-- Begin DATA LINES --

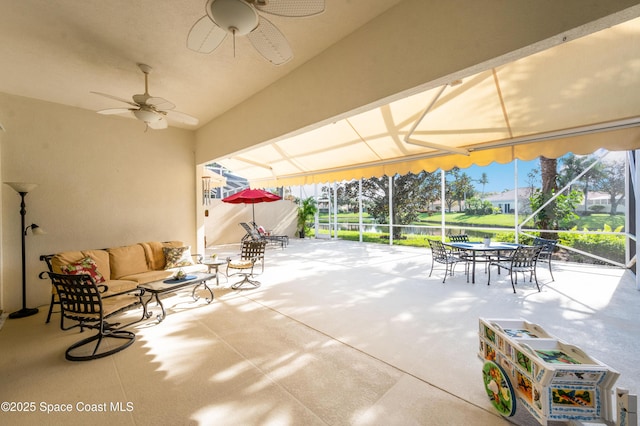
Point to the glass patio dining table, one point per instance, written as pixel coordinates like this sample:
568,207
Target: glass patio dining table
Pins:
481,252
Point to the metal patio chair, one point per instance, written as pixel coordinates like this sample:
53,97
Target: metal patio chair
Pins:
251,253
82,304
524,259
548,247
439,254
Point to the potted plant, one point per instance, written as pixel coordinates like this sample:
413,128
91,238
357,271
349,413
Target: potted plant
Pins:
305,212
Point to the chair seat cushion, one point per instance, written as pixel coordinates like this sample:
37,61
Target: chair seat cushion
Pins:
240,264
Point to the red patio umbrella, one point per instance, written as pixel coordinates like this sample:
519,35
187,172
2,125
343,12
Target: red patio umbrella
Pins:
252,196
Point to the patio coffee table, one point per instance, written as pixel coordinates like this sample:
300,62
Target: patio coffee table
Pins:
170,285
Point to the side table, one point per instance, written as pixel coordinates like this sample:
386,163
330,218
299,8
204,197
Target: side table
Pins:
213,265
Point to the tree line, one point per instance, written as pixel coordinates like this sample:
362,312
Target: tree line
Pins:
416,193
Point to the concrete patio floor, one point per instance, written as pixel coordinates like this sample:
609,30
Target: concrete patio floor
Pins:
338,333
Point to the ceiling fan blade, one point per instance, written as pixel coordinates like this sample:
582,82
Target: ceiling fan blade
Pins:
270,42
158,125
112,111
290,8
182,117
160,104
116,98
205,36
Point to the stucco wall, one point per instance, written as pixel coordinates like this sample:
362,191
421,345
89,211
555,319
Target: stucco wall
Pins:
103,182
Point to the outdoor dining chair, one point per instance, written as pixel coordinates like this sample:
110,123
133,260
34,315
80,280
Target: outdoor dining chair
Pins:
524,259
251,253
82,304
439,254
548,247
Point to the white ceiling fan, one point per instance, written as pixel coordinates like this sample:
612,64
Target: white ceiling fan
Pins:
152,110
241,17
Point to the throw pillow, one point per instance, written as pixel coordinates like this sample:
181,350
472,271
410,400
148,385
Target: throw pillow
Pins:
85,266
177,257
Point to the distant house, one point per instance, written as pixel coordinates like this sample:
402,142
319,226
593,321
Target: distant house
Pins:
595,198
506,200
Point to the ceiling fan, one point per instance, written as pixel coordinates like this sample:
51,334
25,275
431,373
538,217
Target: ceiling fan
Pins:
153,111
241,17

-- End DATA LINES --
-- Begin DATA LINES --

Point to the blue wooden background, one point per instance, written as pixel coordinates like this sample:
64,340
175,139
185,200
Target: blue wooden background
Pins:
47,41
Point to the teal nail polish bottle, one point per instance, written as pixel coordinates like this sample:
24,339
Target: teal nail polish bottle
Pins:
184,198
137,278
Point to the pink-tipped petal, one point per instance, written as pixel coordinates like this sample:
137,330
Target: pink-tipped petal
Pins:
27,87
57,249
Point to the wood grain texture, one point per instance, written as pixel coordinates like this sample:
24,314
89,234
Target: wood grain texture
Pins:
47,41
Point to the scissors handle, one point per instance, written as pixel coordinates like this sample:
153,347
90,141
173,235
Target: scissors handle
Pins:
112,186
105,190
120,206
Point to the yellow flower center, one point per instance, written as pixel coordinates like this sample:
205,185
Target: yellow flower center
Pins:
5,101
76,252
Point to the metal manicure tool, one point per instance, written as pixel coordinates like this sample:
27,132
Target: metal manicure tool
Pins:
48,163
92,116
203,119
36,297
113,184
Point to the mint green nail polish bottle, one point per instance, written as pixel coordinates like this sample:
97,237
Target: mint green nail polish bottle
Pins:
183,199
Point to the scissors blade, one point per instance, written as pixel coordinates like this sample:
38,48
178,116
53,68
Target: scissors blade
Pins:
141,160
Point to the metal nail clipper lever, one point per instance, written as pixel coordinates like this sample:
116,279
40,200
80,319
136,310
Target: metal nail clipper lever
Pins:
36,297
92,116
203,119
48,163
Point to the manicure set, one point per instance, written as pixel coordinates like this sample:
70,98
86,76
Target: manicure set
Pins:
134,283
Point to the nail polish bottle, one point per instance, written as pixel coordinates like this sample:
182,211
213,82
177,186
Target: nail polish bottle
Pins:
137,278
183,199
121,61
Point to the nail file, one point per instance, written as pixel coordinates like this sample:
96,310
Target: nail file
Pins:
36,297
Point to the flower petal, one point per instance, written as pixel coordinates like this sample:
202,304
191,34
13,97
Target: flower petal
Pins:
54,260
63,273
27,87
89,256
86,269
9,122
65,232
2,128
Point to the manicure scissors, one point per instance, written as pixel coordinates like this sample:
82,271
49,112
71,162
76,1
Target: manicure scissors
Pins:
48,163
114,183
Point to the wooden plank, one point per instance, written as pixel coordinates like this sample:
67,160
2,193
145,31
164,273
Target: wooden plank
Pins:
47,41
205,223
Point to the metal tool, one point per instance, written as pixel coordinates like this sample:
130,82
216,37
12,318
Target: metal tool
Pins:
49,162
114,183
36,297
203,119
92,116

-- End DATA LINES --

WHAT THE EXERCISE ASKS =
Pick out every line in the material above that contains the word "plank", and copy each one out in full. Case counts.

ANSWER TO THIS PROBLEM =
Point to the wooden plank, one point per instance, written as pixel coordinates like this sample:
Target: wooden plank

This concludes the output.